It has been suggested that the problem is me, that I have a “negative attitude” towards the place and Maggie “picks up” on my vibes.  I disguise my opinions on the matter as best as I can, hype the place up and approach it smiling each day, but meanwhile she has become more devious in avoiding it.  “Okay, Mama.” she said, resigned, one day. “I come to work with you.  I work at Bob Miller.”  Nice try kid.  This morning: “Mama, when I start school? I go big kids room today?”  “It’s the weekend!” she announced, smiling, on Wednesday.  Over the last four months she has lost much of the independence we’d gained up to that point.  She will no longer sleep by herself.  She wakes up screaming things like “No! Not take my hat off!  I want my mom!”  She started wetting the bed.

Well, you know, these are some toxic vibes I give off.  In any case, Maggie spends 9 hours a day, 5 days a week in daycare, so I do my best on weekends to make up for it.  Two full, luxurious days of family time.  One of the issues with the daycare seems to be that Maggie isn’t a baby anymore, unlike many of the other kids.  They don’t talk yet (much); Maggie does nothing but talk.  They have a brief story-time, but the books are single-sentence board-books, compared to the long form picture books (Curious George Flies a Kite and Library Lion are this week’s faves) and short chapter books (Burgess’s Adventures of Jimmy Skunk and Winnie the Pooh are happily preferred) we read at home.  They don’t do many structured activities, though “art” like gluing feathers to paper plates finds its way into her cubby-hole at the end of each day.  She wants interactive, stimulating, challenging activities with the non-hitting, non-biting, non-grabbing safety of her mom.

▸ **Dataset records**
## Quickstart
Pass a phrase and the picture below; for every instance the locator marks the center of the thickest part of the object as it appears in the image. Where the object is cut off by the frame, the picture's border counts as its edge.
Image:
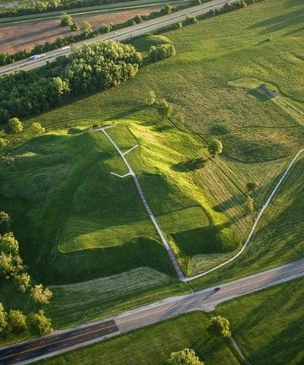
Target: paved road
(294, 160)
(28, 351)
(204, 300)
(122, 34)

▸ **Required action 1**
Reproduce the part of the text about Maggie and daycare from "It has been" up to and including "wetting the bed.".
▸ **Required action 2**
In the text about Maggie and daycare, which two picture books are named as this week's favorites?
▸ **Required action 3**
Extend the text about Maggie and daycare, picking up after its final sentence.

▸ **Written reply 1**
It has been suggested that the problem is me, that I have a “negative attitude” towards the place and Maggie “picks up” on my vibes.  I disguise my opinions on the matter as best as I can, hype the place up and approach it smiling each day, but meanwhile she has become more devious in avoiding it.  “Okay, Mama.” she said, resigned, one day. “I come to work with you.  I work at Bob Miller.”  Nice try kid.  This morning: “Mama, when I start school? I go big kids room today?”  “It’s the weekend!” she announced, smiling, on Wednesday.  Over the last four months she has lost much of the independence we’d gained up to that point.  She will no longer sleep by herself.  She wakes up screaming things like “No! Not take my hat off!  I want my mom!”  She started wetting the bed.

▸ **Written reply 2**
Curious George Flies a Kite and Library Lion.

▸ **Written reply 3**
I want to bring her to the museum and the art gallery, to puppet shows and plays.  I want to bring her to concerts and demonstrations and readings.  I want to expose her every day to the wealth and variety of cultural life available here in Toronto.  But time is so short, and so rushed.  Two days.  Two days minus naps, the urgent, oft-neglected housekeeping and family obligations.  In the end we’re lucky if we can manage one activity a weekend, and often it feels forced and cut short.  It takes her a full day to “unwind” from the stress of the week and to really relax enough to enjoy herself.  Art, and cultural education, is supposed to be a foundation of a good liberal, Humanistic society.  Maggie is younger then one might usually worry about introducing those things to a kid, but she’s clearly ready and enjoys it when rarely we fit it into our lives.  Do I hope these values will be instilled by the institutions I’ve already committed her to?  Will there be a natural bridge from the campy CDs played in the background at daycare to the knowledge of what a violin is, and a desire to play one?  Will they take her to the theatre?  Will they teach her to dance?

At the end of every day Maggie starts pulling books off the shelf and piling them next to me.  I always swore I’d read to her as much as she liked, until I realized she’d listen for hours each day if I had the voice for it.  Now we bargain, like Olivia and her mother from Ian Falconer’s eponymous books.  Five books,  maybe six.  Okay, one more.  We are heavy library users, withdrawing ten new books every three weeks like clockwork.  The library is a fixture of our lives.  This, at least, I can do: the books are there, and need no tickets, travel or preparation to enjoy.  For Maggie the appeal of the book is as much the chance to reconnect with mommy and daddy through the hours spent curled up on our laps, warm and comforted, as it is the story.  However miserable our days have been, everything stops when we settle in to read.  Her anxiety and crankiness melts away, as does mine.  We read, talk the book over, bargain over what to read next, move on.

I don’t know if this makes up for what we’re missing out on.  I envy stay-at-home moms violently.  But it is what I have to offer.  The realities of our life have whittled the ideal down to this: there is a huge, varied, diverse world of ideas and sensations out there, and we can glimpse it through books.  Whatever else we can’t find time for, there is always time for reading, and for that I am very, deeply grateful.  To all the other things I love about books, you can add this to the top of the list in big, boldface type.  They are the very best gift I can give my daughter.

June 30, 2010

Too Busy to Blog

“Every passion borders on the chaotic, but the collector’s passion borders on the chaos of memories.  More than that: the chance, the fate, that suffuse the past before my eyes are conspicuously present in the accustomed confusion of these books.  For what else is this collection but a disorder to which habit has accommodated itself to such an extent that it can appear as order?”

Walter Benjamin, Unpacking my Library: A Talk about Book Collecting (1931)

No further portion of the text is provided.